» **QUOTED TEXT**:
----------

Thursday, December 16, 2010

what's cookin'

Okay, so posting recipes weekly was yet another idea emerging from my diluted sense of time. Fostering a more realistic relationship with the big T is my resolution for the coming year, and yet I am realistic enough (or cynical?) to know that it'll take more than one year to overcome 26 years of unpunctuality, procrastination, over-commitment, under-sleep, etc.

In case anyone was holding his or her breath, though, here are a few recipes I've tried lately:
-baked spaghetti squash
-potluck picnic dinner (potatoes, beans, etc.)
-pumpkin muffins
-creamy potato crab soup
-Thanksgiving leftover casserole
-cranberry pesto
-stuffing frittata
-leftover deluxe squash soup
-Kristin's minestrone
-zucchini pie
-plantain pancakes
-pumpkin pasta
-soba with peso and tofu

Spaghetti Squash (did anybody else miss for most of your life the connection between its name and its perfect ability to replace pasta with veggies? another wonder food revelation.)

-half and seed squash, bake at 350 30-45 min 'til desired texture (I'm not a big fan of al dente so I bake mine closer to 45 min)
-scrape squash strands out with a fork and toss with chopped artichoke hearts, sun-dried tomatoes, fresh spinach, and cashew sauce

T3, El3, Er2, Ch3

Cashew Sauce

Blend the following:
-1 c soymilk (or almond, rice, etc.)
-1/3 c raw, unsalted cashews
-1/4 c nutritional yeast (I bought mine in the bulk bin area of Sprouts/Sunflower)
-3 T Braggs Liquid Aminos (or soy sauce)
-2 T melted butter

T2 (although it gets extra credit for being mostly raw), El3, Er2, Ch2

Potluck Picnic dinner: mashed sweet potatoes (I just boil the living daylights out of them and bring on the butter-- perfection!), crockpot beans, cabbage salad, cornbread muffins

Baked Beans

Put the following in a crockpot until they're yummy (the recipe included instructions for the long process of using dried beans, but I used canned so really you could throw it all in a pot and heat until warm) :
-3 c dried beans (I think I used 3-4 cans of beans, plus one of green beans)
-2 1/2 c veggie or chicken broth
-1/2 T salt
-1 6 oz can tomato paste
-1/2 c molasses
-2 T dry mustard
-2 cloves garlic
-1 chopped, sauteed onion

T3, El3, Er2, Ch3

Cabbage Salad

-1 small head cabbage, shredded
-1 carrot, shredded
-1 green pepper, chopped
-1 small red onion, chopped (this is WAY too much for me-- I maybe used 1/4 of an onion and still found it overwhelming, but I guess it just depends on your tolerance of raw onions)

Combine the following and mix into cabbage salad:
-3 T mayo
-2 T apple cider vinegar
-1 T sugar
-1/4 t salt
-4 slices bacon, crumbled (I omitted this, but surely it would've made a tasty addition)

----------

» **RECORDS SHOWN**:
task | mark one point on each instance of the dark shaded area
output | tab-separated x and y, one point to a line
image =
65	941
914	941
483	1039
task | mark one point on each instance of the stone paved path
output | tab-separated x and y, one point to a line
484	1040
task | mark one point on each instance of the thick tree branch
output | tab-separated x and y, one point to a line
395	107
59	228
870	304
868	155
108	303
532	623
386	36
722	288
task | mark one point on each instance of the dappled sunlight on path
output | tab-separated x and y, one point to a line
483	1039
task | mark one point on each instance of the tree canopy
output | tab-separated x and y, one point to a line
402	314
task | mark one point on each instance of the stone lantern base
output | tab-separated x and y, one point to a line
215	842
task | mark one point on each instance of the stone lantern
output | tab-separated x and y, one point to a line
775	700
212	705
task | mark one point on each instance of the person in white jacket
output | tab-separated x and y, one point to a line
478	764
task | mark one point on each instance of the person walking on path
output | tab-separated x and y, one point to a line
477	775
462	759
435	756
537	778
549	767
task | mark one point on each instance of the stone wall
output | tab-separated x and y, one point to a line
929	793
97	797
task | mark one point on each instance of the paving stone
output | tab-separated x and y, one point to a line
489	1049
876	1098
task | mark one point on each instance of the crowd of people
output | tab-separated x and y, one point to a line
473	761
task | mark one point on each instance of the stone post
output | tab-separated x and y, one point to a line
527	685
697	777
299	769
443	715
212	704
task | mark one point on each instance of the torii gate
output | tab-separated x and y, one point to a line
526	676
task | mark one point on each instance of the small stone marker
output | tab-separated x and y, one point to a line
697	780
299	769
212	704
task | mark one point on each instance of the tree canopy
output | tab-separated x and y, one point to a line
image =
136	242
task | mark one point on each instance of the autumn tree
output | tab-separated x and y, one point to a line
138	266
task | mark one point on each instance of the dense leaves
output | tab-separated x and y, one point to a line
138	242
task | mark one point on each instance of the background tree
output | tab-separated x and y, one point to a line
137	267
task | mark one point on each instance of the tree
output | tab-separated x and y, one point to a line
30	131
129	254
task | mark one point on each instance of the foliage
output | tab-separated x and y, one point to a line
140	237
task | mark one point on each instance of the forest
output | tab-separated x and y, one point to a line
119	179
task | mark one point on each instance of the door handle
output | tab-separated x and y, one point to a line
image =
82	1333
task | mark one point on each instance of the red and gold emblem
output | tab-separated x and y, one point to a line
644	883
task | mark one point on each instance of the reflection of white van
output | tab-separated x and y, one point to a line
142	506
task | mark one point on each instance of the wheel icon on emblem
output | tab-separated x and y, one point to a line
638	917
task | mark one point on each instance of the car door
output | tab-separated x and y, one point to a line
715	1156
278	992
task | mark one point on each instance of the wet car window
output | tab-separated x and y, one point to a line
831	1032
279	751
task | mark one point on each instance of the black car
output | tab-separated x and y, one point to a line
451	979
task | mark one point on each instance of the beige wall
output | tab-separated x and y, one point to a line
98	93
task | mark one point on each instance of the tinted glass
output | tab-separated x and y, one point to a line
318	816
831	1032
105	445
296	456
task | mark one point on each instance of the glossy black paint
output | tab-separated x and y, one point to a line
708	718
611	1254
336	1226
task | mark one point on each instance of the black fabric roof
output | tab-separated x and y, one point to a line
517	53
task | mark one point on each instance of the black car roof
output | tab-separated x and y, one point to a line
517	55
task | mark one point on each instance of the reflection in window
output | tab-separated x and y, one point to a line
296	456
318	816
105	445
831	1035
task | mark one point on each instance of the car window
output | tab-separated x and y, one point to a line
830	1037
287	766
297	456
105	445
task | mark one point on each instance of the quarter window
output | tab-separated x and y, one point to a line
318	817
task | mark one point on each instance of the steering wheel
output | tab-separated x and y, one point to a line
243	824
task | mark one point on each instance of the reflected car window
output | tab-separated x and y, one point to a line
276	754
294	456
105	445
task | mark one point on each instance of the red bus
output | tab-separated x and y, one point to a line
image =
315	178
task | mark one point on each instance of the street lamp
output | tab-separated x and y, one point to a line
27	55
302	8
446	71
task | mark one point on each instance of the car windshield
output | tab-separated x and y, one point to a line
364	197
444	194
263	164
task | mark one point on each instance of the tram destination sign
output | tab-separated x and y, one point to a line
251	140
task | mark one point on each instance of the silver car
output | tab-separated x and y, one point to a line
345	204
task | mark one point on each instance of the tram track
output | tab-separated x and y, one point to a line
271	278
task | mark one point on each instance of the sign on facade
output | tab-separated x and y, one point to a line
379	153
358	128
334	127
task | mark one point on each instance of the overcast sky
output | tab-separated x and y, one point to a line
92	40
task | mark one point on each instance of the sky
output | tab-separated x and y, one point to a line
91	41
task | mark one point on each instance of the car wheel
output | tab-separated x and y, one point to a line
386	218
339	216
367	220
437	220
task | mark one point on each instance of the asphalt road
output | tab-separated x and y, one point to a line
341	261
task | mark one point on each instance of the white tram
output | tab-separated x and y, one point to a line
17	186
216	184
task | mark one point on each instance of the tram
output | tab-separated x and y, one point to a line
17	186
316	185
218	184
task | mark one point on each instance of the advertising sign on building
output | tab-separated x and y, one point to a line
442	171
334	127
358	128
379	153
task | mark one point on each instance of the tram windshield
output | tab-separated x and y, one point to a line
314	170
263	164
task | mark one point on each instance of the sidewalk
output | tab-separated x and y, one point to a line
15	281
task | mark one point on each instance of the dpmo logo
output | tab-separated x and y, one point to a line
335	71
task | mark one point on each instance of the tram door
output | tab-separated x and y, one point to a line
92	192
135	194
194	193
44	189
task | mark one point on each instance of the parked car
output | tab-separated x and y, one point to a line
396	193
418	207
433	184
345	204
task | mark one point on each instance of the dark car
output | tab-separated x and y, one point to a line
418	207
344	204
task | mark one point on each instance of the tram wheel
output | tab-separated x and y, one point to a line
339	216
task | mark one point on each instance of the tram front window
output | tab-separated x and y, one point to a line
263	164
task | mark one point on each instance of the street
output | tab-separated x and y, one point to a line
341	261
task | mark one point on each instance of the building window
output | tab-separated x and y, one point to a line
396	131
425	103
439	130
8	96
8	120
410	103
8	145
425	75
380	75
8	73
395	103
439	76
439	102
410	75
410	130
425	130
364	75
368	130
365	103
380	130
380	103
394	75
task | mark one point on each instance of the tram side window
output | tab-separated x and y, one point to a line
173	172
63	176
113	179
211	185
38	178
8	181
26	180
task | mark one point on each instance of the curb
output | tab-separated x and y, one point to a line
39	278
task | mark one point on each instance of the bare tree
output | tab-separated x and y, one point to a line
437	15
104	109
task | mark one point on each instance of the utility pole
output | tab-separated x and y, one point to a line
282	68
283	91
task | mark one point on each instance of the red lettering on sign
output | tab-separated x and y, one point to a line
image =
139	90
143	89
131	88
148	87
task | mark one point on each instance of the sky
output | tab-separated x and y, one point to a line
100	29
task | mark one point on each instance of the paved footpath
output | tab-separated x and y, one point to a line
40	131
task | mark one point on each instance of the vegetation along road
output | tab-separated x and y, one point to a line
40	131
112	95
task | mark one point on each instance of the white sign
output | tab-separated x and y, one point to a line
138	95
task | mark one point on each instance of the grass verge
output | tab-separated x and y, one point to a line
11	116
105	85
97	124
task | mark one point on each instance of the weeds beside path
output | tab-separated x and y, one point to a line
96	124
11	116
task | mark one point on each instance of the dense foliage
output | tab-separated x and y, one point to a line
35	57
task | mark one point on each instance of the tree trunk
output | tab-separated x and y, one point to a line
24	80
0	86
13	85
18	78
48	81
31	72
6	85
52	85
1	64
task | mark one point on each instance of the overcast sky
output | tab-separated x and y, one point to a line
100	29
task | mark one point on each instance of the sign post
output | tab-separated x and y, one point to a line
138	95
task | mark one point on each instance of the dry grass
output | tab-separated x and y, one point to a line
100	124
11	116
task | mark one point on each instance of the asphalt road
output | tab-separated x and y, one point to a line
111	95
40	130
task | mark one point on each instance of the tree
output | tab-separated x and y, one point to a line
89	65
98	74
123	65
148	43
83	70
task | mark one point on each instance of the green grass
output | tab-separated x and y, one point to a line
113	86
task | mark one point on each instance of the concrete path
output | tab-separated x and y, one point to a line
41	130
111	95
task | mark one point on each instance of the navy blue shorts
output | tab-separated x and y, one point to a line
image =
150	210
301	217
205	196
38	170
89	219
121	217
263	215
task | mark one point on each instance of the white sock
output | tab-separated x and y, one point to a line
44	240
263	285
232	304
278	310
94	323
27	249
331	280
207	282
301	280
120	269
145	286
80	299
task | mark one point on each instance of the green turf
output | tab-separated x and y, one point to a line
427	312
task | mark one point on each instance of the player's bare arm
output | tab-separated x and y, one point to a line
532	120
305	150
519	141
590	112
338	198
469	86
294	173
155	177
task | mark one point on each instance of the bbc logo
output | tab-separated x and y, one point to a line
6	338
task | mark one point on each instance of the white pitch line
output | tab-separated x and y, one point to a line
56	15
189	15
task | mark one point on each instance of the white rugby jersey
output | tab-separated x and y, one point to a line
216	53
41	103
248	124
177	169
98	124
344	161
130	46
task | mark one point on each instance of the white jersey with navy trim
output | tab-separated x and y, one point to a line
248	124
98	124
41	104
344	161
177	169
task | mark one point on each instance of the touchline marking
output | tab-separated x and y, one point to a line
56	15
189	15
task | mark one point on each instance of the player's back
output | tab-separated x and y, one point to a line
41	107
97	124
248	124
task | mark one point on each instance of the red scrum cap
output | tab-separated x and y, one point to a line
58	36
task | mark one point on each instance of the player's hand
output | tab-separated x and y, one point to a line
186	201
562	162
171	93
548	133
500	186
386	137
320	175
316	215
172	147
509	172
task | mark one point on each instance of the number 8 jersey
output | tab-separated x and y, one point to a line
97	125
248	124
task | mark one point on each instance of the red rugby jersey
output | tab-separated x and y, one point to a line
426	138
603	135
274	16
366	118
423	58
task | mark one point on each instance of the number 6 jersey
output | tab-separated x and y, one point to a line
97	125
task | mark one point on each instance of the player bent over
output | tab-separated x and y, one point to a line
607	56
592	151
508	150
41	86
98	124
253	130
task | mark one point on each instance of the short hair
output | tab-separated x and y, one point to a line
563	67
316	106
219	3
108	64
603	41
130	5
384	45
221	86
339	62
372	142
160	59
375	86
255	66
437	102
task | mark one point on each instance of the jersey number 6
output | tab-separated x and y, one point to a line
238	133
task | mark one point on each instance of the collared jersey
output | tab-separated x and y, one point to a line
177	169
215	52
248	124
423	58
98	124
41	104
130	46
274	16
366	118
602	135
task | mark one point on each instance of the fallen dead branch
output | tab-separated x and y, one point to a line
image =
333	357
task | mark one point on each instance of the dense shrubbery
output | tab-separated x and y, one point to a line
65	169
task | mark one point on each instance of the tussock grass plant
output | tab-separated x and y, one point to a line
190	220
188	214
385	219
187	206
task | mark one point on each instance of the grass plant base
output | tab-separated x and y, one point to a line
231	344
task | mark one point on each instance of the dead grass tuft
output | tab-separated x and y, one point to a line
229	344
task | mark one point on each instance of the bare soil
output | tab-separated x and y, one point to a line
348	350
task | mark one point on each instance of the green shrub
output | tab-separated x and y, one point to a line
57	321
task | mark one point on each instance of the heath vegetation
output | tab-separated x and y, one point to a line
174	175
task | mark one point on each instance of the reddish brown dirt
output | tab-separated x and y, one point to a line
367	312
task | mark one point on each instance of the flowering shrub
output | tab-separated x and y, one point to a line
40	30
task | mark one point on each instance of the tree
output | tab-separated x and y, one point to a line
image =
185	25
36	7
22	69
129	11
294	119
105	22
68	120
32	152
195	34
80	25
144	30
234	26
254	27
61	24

----------

» **PARTS OF THE EXERCISE**:
• a. Can you update the recipe post from "Put the following" up to and including "of green beans)", changing "crockpot" to "slow cooker"?
• b. How would the recipe blog post go on after its last line? Continue it.

» **REPLIES**:
• a.
Put the following in a slow cooker until they're yummy (the recipe included instructions for the long process of using dried beans, but I used canned so really you could throw it all in a pot and heat until warm) :
-3 c dried beans (I think I used 3-4 cans of beans, plus one of green beans)

• b.
T2 (nice and light, but the only "mayo" I had was Miracle Whip which is so awful that I found it distracting and couldn't truly enjoy the other ingredients), El2, Er1, Ch1

Kristin's Whole-Wheat Pumpkin Muffins

Combine dry and then wet and then throw them together, let sit for one hour, and then bake at 400 for 20 minutes

-2 c sugar
-3 c whole wheat flour
-1 1/2 t baking powder
-1 t baking soda
-1 t salt
-1/2 cloves or allspice
-1 t cinnamon
-1 t nutmeg

-1/2 c oil
-3 eggs
-1 1/2 c pumpkin puree or 15 oz can
-1/2 c water
-1 c raisins (I omitted these this time)

T3, El3, Er3, Ch3 (this was such a yummy dessert to us-- we popped them like cookies)

Thanksgiving Casserole in Fried tortillas

(Get Martha's Green Bean Casserole recipe here.)

Okay, this is silly to post as a recipe because only the week after Thanksgiving would any of us have these dishes lying around, but honestly this concoction left an indelible impression on my food memory-- such the perfect combo of flavors-- that I must record it for my own sake.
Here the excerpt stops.